- Your assignment
Read the data below. Every line holding the string "baby" must be copied.
━━━━━━━━━━━━━━━━━━━━
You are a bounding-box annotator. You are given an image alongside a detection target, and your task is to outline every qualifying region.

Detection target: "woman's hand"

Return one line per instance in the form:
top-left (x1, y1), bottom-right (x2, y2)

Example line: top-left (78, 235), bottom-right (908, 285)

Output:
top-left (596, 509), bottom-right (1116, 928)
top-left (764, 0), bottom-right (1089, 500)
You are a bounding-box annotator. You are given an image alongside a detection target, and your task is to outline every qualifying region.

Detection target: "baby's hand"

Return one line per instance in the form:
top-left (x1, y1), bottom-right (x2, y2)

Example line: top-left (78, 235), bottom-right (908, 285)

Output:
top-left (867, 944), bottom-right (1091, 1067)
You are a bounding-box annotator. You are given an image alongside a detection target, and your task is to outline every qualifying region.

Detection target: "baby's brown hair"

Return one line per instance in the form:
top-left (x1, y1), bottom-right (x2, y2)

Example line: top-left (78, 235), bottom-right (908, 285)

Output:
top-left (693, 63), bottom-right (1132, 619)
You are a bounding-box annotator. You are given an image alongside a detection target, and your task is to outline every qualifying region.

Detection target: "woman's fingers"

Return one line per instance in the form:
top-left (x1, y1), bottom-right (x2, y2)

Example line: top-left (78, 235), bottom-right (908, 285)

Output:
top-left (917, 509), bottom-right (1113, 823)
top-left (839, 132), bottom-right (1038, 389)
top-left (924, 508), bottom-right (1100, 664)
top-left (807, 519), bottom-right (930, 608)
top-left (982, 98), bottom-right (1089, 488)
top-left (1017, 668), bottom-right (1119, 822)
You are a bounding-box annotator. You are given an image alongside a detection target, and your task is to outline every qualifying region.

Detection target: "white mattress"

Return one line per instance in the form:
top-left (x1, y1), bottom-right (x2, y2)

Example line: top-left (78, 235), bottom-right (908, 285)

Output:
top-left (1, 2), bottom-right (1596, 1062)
━━━━━━━━━━━━━━━━━━━━
- Completed task
Detection target: "baby's hand"
Detection target: "baby's brown hair"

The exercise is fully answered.